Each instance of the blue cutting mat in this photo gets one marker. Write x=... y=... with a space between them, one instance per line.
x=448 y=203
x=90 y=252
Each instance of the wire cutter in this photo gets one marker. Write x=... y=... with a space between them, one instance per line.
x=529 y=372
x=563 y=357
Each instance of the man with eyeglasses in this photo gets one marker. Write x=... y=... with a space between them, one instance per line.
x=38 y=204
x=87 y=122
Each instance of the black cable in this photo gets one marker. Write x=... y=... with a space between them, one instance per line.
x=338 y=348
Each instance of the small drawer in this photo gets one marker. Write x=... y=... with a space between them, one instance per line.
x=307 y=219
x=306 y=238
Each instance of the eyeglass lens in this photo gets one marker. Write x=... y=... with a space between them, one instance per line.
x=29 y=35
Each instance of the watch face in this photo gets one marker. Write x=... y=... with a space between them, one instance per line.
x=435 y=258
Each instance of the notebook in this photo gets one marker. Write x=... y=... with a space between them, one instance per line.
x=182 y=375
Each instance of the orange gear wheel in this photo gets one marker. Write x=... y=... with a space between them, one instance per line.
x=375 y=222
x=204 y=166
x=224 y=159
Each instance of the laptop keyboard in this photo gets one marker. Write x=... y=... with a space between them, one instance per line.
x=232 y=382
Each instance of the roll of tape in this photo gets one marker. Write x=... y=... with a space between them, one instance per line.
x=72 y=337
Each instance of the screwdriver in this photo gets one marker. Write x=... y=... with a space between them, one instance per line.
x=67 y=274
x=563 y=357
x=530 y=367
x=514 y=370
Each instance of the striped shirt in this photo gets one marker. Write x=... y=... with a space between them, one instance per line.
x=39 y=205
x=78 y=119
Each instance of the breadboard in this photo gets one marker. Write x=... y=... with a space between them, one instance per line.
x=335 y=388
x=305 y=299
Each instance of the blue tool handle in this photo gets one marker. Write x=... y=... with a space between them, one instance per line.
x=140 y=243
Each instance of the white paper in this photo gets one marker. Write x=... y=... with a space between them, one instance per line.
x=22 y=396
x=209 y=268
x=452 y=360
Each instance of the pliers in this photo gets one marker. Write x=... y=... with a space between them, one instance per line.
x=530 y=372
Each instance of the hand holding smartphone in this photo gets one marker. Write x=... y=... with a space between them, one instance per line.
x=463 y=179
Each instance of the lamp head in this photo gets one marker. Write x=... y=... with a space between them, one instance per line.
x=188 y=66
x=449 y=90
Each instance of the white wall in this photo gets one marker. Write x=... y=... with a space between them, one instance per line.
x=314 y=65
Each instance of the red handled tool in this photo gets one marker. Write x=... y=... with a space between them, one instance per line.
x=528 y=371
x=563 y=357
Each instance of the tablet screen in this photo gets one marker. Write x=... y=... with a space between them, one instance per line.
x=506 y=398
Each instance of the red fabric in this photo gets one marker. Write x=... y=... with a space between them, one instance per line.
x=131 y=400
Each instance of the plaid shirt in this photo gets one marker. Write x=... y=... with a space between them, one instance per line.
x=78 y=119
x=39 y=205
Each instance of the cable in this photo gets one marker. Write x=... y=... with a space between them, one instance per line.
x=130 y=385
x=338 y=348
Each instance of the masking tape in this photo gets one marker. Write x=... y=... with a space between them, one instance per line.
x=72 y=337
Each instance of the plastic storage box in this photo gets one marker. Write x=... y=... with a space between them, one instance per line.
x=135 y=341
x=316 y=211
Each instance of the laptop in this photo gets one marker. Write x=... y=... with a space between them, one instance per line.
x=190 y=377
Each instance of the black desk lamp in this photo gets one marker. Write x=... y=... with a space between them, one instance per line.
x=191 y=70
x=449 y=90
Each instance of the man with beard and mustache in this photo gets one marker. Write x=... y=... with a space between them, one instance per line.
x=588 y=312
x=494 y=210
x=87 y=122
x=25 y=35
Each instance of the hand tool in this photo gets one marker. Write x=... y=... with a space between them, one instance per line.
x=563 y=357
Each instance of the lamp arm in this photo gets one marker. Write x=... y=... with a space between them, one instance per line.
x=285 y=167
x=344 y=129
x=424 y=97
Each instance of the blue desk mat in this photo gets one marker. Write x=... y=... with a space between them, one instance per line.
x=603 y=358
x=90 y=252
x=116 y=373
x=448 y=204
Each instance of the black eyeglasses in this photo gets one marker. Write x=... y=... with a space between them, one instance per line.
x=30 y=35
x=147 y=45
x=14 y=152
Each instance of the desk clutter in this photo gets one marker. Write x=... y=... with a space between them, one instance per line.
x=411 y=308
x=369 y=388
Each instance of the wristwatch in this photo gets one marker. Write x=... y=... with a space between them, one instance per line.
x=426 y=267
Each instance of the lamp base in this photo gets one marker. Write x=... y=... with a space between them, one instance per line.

※ ※ ※

§ **PROBLEM STATEMENT**
Each of the records should be retyped exactly.

§ **COMPLETE ANSWER**
Each instance of the blue cutting mat in this photo gets one marker. Write x=... y=... with a space between them, one instance per line.
x=448 y=203
x=90 y=252
Each instance of the wire cutter in this photo gets one marker. Write x=... y=... with a space between them, one instance per line.
x=529 y=372
x=563 y=357
Each instance of the man with eyeglasses in this photo gets one marker. Write x=... y=... with a space between them, one instance per line.
x=38 y=204
x=87 y=122
Each instance of the black cable in this photo gets one marker. Write x=... y=... with a space between them, one instance per line.
x=338 y=348
Each instance of the small drawer in this photo gets one marker. Write x=... y=... with a space between them, one instance per line.
x=307 y=219
x=306 y=238
Each instance of the eyeglass lens in this photo gets one marker. Write x=... y=... with a space between them, one instance per line.
x=29 y=35
Each instance of the watch face in this photo gets one marker. Write x=... y=... with a space between them, one instance per line.
x=435 y=258
Each instance of the notebook in this photo gets one marker. Write x=... y=... with a space between them, one instance per line.
x=182 y=375
Each instance of the orange gear wheel in this photo gets one marker. Write x=... y=... with a space between them, one instance per line.
x=375 y=222
x=204 y=166
x=224 y=159
Each instance of the laptop keyboard in this photo gets one marker. Write x=... y=... with a space between them, one instance per line.
x=232 y=382
Each instance of the roll of tape in this photo gets one marker. Write x=... y=... with a space between them, one instance per line.
x=72 y=337
Each instance of the screwdriver in this photo gets one marker. Write x=... y=... with a space between them, one instance per line.
x=67 y=274
x=563 y=357
x=530 y=367
x=514 y=370
Each instance of the striped shirt in this photo gets one marker. Write x=... y=... with a space between them, one instance per line.
x=39 y=205
x=78 y=119
Each instance of the breadboard in this photo gets one marker. Write x=... y=... with a space between them, one instance per line.
x=335 y=388
x=305 y=299
Each instance of the blue tool handle in this photo gets one marker. Write x=... y=... with a space between them, one instance per line.
x=140 y=243
Each instance of the white paper in this photo gets one marker. Write x=... y=... with a space between them, one instance per line.
x=22 y=396
x=209 y=268
x=452 y=360
Each instance of the pliers in this photo gets one marker. Write x=... y=... with a space between them, one instance per line.
x=530 y=372
Each instance of the hand holding smartphone in this photo gets one marker. Write x=... y=... with a space between them, one instance per line.
x=463 y=179
Each instance of the lamp head in this photo gets one marker. Write x=... y=... with a space between them, one instance per line.
x=188 y=66
x=449 y=90
Each instance of the white wall in this photo gets one marker. Write x=... y=... with a space between them, one instance per line.
x=314 y=65
Each instance of the red handled tool in this photo gets one marker. Write x=... y=... with a space between them, one instance per line.
x=528 y=371
x=563 y=357
Each instance of the tablet screen in this photo gets one marker. Write x=... y=... with a space between them, one instance per line.
x=506 y=398
Each instance of the red fabric in this photo gets one marker. Write x=... y=... with a space between them, one instance per line.
x=131 y=400
Each instance of the plaid shirt in this photo gets one marker. Write x=... y=... with a space between them, one instance per line.
x=78 y=119
x=39 y=205
Each instance of the cable in this photo gets one marker. Write x=... y=... with a space between them, one instance per line.
x=130 y=385
x=338 y=348
Each instance of the masking tape in this photo gets one marker. Write x=... y=... with a space between them, one instance per line.
x=72 y=337
Each instance of the plastic storage box in this photo gets one marker. Write x=... y=... with a space between them, one instance per line.
x=135 y=341
x=316 y=211
Each instance of the laptop in this photo gets one marker. Write x=... y=... with a space between them, one instance per line.
x=190 y=377
Each instance of the black desk lamp in this photo gets one marker. Write x=... y=... with a space between them, one instance per line.
x=191 y=70
x=449 y=90
Each instance of the man with beard and mustache in this photo gets one marker. Write x=... y=... with a space between them, one instance per line.
x=588 y=312
x=494 y=210
x=87 y=122
x=25 y=35
Each instance of the hand tool in this photo gets one marker. Write x=... y=... with a space between them, one instance per line.
x=563 y=357
Each instance of the lamp arm in this photo gets one marker. Write x=... y=... with a space between them, one instance per line.
x=285 y=167
x=344 y=129
x=424 y=97
Each instance of the blue desk mat in this photo gets one marker. Write x=... y=... with a space between them, one instance per line.
x=603 y=358
x=90 y=252
x=116 y=373
x=448 y=204
Each instance of the black eyeglasses in this photo gets one marker. Write x=... y=... with a space between them, one instance per line.
x=30 y=35
x=147 y=45
x=14 y=152
Each instance of the desk clutter in this photo gets one marker. Write x=... y=... with a space between them, one instance per line.
x=411 y=308
x=369 y=388
Each instance of the wristwatch in this photo gets one marker. Write x=... y=... with a space between them, one instance per line.
x=426 y=267
Each instance of the lamp base in this photo gets one marker. Write x=... y=... with a space between them, one instance per line.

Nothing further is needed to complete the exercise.